Written exercise
Convert all of the material below into a CSV with two columns headed "prompt" and "points", one row per request. Put the request's text and its answer each in a single quoted field with line breaks replaced by spaces, and leave out the pictures.

[Point placement material]
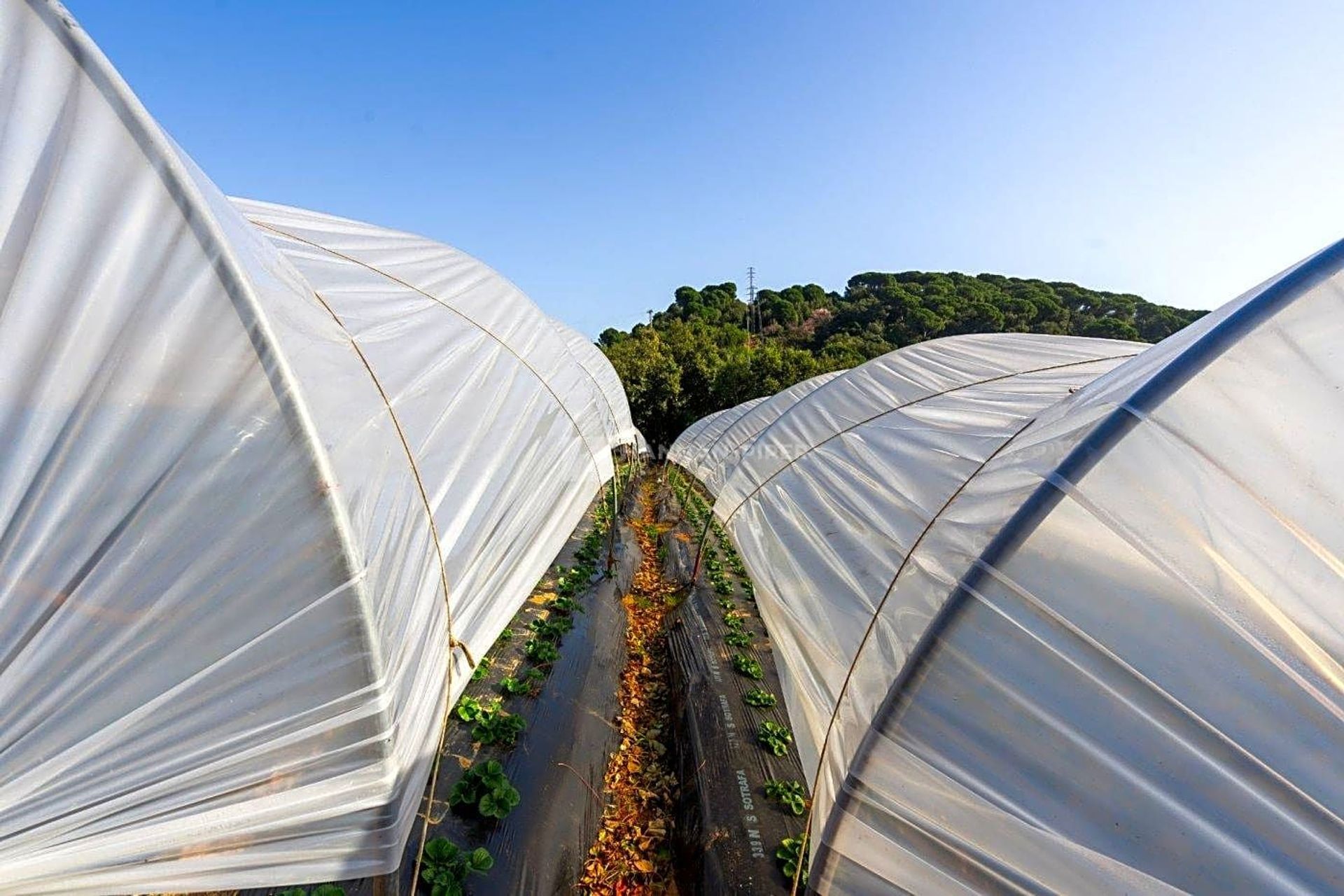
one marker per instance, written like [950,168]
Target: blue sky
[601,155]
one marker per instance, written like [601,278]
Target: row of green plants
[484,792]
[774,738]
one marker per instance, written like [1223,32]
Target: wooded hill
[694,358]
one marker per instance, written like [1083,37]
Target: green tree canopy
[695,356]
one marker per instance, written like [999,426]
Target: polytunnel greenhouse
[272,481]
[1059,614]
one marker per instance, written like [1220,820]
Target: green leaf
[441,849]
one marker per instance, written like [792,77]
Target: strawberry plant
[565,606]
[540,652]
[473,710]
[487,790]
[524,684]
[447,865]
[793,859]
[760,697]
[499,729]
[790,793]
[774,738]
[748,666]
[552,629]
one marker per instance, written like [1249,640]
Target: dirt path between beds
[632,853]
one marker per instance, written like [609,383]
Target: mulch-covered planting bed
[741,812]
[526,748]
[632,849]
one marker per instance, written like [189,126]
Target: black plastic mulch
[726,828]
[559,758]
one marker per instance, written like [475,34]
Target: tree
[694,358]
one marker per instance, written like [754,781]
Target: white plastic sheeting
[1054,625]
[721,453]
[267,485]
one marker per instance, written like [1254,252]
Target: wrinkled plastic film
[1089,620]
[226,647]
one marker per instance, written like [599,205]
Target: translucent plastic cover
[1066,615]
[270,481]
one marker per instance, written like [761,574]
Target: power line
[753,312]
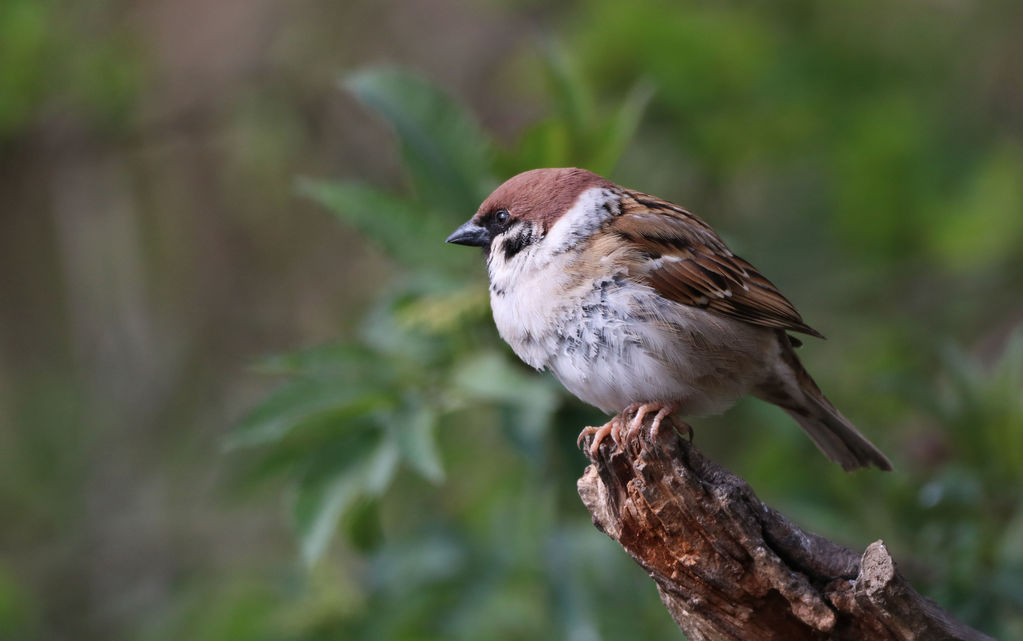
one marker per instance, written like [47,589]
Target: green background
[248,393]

Exercise response
prompt,points
"one marker per instance, written like [950,168] Target: blue sky","[601,155]"
"one marker per instance, written like [601,278] Target: row of green plants","[484,792] [774,738]"
"one marker per instance, written like [1223,32] Target: wooded hill","[694,358]"
"one marker per instance, written like [1083,37] Target: green tree canopy","[695,356]"
"one marker per instance, written like [999,426] Target: polytunnel greenhouse","[272,481] [1059,614]"
"one marker per instance, written like [1220,820] Target: green leaf","[441,849]"
"one marker per instance, written like [792,77] Target: strawberry plant","[565,606] [540,652] [473,710] [487,790] [524,684] [447,865] [793,859] [760,697] [499,729] [790,793] [774,738] [748,666] [552,629]"
"one marker per instance, written like [1249,640] Target: dirt path between beds","[632,853]"
"one marker per instance, written like [609,383] Target: mulch-covered planting bed","[741,812] [526,748] [632,849]"
"one marker per instance, written like [189,126] Target: black plastic mulch","[726,828] [559,758]"
"one marker per instance, written like [475,34] Target: tree","[694,358]"
"one marker per instance, written like [754,781] Target: white plastic sheeting","[1054,625] [721,453] [267,485]"
"one marker per instance, written like [1254,252] Target: wrinkled plastic film","[1089,620] [226,647]"
"one marker per instance, written like [599,205] Target: translucent plastic cover","[1066,615] [270,481]"
"one marker per instance, written like [761,574] Target: power line","[753,312]"
"one marker per instance, written like [47,589] Target: green background","[248,393]"